**Exercise instructions**
Copy the lines below verbatim, but only from the line containing "Note: in this drill the class marks the green tree" through the end of the data.

**Supplied entries**

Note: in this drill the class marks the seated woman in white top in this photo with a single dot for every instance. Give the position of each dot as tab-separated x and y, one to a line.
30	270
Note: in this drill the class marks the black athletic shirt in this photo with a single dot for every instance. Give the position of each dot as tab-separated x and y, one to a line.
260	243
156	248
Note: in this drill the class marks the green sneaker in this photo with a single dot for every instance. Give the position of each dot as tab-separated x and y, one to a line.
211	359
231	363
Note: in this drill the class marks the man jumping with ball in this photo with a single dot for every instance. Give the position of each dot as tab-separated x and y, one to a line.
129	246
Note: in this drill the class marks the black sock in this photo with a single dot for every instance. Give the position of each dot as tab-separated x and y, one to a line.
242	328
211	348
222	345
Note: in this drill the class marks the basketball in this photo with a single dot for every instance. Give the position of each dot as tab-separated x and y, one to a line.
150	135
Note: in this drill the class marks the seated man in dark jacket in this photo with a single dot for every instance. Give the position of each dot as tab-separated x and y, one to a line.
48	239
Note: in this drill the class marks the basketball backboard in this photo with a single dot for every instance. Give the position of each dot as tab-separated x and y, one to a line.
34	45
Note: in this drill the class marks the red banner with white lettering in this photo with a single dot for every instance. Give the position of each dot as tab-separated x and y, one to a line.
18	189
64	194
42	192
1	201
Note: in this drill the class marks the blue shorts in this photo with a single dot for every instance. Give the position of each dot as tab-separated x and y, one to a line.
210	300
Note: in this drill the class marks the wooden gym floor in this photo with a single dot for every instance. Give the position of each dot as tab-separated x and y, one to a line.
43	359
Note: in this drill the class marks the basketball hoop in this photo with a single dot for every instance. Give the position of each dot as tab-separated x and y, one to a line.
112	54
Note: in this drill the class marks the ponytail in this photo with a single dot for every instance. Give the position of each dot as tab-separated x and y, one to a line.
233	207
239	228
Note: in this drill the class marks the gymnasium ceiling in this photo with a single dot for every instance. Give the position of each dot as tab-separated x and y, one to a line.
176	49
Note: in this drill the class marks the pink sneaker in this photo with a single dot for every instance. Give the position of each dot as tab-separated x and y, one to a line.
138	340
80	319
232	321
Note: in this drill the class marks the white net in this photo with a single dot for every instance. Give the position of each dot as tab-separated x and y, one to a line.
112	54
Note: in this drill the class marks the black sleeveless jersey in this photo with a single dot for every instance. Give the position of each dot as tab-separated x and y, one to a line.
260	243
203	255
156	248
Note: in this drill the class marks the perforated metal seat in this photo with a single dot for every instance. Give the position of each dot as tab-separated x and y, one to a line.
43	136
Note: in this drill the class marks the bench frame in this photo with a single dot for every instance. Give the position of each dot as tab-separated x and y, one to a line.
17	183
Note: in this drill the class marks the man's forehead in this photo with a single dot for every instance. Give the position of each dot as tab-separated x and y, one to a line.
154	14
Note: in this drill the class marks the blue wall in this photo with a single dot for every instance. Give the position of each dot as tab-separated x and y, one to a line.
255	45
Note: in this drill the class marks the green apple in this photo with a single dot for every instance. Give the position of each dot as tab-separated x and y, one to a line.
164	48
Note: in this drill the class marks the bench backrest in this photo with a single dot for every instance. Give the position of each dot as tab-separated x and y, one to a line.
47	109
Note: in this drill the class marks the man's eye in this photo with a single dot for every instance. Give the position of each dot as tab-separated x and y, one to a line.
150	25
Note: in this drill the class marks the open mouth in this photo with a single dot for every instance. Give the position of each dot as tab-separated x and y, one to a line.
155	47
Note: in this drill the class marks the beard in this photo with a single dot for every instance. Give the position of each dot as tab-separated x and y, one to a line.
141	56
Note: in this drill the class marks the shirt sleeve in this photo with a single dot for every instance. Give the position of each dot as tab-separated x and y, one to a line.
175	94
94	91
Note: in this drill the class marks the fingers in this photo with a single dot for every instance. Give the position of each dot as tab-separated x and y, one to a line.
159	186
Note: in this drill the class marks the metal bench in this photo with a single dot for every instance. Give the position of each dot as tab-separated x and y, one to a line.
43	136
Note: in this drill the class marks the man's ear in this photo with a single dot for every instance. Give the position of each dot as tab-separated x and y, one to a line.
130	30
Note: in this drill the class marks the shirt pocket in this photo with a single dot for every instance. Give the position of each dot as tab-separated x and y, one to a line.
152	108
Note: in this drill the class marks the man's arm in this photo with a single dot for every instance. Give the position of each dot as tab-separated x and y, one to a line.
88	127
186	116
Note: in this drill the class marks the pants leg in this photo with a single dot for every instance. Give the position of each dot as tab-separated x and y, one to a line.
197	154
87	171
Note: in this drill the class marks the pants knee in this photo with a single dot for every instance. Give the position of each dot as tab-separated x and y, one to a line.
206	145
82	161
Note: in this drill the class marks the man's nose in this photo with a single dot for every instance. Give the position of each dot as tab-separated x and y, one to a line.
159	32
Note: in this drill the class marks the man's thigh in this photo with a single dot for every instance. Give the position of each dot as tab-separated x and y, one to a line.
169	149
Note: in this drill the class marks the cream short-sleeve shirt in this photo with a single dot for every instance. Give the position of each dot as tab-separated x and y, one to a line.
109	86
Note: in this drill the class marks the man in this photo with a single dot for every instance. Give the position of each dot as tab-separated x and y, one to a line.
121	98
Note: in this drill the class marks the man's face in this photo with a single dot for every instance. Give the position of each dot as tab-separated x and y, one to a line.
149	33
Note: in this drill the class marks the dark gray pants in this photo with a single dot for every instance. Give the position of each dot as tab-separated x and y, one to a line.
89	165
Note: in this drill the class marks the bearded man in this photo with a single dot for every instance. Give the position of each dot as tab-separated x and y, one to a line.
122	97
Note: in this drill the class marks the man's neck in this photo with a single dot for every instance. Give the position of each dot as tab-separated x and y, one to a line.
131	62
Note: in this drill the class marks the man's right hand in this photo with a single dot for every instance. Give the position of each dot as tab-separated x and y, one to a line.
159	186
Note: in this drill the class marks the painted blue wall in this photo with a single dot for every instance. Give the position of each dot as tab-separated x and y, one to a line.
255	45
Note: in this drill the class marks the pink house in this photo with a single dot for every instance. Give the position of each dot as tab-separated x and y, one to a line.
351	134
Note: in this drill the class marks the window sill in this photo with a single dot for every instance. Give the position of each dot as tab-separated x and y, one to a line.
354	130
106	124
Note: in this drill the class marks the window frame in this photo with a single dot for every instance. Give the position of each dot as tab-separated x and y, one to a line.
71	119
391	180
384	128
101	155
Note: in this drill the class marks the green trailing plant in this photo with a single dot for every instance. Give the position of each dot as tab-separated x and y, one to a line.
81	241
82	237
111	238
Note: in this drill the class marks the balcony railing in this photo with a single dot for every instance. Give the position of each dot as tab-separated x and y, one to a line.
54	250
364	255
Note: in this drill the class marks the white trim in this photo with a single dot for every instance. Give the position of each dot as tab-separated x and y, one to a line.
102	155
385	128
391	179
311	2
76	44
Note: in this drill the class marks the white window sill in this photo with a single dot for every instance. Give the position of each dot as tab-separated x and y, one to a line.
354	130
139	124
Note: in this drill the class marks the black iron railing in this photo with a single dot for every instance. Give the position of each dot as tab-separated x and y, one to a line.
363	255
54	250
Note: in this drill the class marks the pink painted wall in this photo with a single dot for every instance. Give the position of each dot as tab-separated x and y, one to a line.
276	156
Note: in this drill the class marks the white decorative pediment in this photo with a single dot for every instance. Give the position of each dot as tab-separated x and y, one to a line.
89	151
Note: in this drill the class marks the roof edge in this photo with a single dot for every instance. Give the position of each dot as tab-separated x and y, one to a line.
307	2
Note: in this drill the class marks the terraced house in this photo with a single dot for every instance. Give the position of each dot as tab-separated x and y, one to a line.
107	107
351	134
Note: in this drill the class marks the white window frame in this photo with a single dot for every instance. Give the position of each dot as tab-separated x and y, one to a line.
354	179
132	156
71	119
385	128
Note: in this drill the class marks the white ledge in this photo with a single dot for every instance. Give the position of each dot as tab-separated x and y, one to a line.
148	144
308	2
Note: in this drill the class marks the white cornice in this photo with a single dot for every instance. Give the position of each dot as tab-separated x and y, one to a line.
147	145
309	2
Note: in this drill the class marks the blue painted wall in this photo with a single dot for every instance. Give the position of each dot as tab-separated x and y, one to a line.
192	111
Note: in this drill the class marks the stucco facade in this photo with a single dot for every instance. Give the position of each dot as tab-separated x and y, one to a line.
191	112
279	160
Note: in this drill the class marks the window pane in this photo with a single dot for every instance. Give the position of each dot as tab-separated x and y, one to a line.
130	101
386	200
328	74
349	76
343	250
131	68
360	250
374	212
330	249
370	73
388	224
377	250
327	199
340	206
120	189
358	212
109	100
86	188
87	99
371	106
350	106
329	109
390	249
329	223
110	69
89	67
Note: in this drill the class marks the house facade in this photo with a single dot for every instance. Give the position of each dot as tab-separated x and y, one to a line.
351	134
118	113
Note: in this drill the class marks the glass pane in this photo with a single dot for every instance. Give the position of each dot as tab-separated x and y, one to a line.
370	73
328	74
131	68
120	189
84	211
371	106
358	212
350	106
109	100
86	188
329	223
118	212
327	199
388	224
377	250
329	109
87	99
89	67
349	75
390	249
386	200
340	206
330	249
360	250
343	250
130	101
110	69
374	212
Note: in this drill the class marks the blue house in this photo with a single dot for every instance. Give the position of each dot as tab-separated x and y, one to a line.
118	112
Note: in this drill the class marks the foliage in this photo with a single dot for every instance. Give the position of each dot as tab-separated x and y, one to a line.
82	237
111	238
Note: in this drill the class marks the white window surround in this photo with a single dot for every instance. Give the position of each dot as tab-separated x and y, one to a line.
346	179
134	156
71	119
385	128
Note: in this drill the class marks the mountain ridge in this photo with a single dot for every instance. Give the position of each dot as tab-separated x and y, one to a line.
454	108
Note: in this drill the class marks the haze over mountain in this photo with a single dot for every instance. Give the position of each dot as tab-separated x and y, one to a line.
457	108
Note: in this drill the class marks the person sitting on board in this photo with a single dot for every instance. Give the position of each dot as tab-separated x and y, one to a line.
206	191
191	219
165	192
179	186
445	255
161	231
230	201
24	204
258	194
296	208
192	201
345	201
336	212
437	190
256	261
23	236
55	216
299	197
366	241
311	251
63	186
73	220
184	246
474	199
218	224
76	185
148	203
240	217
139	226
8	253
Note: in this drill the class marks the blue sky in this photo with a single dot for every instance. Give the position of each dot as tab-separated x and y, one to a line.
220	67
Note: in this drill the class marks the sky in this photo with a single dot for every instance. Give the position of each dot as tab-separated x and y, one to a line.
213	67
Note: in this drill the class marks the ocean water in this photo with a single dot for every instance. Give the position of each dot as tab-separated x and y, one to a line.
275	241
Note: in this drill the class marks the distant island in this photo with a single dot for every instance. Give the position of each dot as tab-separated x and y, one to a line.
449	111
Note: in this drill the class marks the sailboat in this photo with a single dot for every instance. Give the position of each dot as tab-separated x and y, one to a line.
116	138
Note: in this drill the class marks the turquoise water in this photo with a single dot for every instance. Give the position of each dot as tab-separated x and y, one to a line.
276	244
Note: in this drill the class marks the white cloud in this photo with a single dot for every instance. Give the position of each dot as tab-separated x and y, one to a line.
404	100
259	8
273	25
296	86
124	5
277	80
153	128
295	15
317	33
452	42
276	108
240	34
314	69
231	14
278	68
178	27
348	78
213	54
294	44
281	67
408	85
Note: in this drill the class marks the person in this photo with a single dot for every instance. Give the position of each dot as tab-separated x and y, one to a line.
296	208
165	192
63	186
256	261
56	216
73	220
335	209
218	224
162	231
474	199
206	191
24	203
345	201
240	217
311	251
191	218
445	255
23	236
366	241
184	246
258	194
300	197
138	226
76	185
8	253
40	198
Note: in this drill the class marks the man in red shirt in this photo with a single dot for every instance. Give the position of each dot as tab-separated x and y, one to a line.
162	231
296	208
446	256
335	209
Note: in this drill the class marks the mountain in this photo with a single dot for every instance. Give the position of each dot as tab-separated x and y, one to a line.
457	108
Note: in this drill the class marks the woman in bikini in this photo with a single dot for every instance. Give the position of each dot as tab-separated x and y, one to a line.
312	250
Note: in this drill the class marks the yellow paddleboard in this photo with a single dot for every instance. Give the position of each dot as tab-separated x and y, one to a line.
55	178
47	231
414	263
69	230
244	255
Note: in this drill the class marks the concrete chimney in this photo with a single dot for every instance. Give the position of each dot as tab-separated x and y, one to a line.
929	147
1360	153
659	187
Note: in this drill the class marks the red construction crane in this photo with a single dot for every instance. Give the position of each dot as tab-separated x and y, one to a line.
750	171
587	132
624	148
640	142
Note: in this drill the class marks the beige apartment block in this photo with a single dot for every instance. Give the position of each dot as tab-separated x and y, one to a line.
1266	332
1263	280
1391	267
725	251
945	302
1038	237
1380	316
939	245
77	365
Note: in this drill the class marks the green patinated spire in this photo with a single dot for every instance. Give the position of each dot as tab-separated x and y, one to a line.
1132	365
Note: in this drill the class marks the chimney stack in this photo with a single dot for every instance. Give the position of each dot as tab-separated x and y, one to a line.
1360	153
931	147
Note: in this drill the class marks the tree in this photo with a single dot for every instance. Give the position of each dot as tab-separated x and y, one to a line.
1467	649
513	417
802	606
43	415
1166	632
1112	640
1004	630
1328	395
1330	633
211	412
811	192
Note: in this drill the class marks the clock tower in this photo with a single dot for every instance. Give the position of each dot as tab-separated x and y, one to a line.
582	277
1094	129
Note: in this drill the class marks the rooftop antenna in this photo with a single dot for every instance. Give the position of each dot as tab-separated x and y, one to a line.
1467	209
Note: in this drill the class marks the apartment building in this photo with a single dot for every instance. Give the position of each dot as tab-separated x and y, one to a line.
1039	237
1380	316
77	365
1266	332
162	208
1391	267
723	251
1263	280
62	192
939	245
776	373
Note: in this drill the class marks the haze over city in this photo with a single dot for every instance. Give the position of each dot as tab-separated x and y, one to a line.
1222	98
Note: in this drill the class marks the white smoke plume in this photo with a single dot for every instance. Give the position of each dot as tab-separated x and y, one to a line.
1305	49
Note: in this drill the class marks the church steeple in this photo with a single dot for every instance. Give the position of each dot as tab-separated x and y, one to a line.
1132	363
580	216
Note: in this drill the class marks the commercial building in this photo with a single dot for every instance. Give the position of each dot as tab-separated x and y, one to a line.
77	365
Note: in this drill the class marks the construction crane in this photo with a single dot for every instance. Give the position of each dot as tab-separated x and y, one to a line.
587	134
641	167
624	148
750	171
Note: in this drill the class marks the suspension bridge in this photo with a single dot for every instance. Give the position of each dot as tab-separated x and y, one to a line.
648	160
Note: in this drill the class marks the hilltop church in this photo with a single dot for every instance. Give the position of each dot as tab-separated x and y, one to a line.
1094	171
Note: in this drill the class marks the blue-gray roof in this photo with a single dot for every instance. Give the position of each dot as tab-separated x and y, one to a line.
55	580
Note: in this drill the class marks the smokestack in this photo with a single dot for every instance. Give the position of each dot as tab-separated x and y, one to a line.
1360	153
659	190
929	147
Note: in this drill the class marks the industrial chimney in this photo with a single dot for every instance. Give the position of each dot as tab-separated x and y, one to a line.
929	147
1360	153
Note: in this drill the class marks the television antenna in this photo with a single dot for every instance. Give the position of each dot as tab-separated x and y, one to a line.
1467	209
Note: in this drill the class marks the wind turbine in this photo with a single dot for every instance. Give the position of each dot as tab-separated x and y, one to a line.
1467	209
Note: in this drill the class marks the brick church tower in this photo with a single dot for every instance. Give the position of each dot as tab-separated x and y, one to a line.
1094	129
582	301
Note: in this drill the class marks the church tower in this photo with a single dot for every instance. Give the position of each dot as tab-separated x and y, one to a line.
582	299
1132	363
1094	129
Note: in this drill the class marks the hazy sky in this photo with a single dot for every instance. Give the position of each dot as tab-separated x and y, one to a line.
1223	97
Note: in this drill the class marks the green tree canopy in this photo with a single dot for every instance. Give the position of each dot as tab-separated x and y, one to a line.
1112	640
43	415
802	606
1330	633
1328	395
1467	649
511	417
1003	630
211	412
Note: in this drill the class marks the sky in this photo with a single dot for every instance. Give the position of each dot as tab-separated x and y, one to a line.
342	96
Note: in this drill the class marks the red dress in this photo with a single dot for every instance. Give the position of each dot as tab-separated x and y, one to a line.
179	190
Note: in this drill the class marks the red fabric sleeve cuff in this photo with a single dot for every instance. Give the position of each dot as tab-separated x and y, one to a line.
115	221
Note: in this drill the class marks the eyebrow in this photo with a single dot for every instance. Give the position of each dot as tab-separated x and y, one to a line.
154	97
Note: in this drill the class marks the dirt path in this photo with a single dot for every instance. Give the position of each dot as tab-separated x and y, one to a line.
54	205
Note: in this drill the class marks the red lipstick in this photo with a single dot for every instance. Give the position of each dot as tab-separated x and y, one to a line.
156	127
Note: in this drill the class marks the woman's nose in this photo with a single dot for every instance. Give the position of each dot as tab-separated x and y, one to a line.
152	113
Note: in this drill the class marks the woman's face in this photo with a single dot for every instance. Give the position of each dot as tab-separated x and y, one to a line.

**The result**
Note: in this drill the class marks the green tree canopy in this photo with a single dot for every instance. Give the position of each dot as tab-separated x and y, one to a line.
1112	640
43	415
802	606
1330	633
1328	395
1467	649
511	417
1003	630
211	412
Note: in this drill the class marks the sky in this photo with a single dot for every instance. Give the position of each dot as tab-separated x and y, one to a line.
342	96
Note: in this drill the class marks the red dress in this photo with a single dot for every instance. Give the position of each dot as tab-separated x and y, one to a line.
179	190
Note: in this drill the class marks the red fabric sleeve cuff in this photo with a single dot for every instance. Give the position of each dot as tab-separated x and y, one to a line.
115	221
Note: in this drill the class marks the eyebrow in this photo with a single dot for every instance. Give the position of each dot as tab-separated x and y, one to a line.
154	97
Note: in this drill the class marks the dirt path in this photo with a single dot for every instance. Give the position of each dot as tab-separated x and y, one to a line.
54	205
Note: in this drill the class marks the red lipstick in this photo with a single dot for every instance. Give the position of each dot as tab-separated x and y, one to a line.
156	127
Note: in this drill the class marks the woman's nose in this photo with a single dot for every instance. Give the position of each dot as tab-separated x and y, one to a line.
152	113
Note: in this drill the class marks the woman's face in this photo with a single dot for every instance. Give the position of each dot as tab-separated x and y, one to a line.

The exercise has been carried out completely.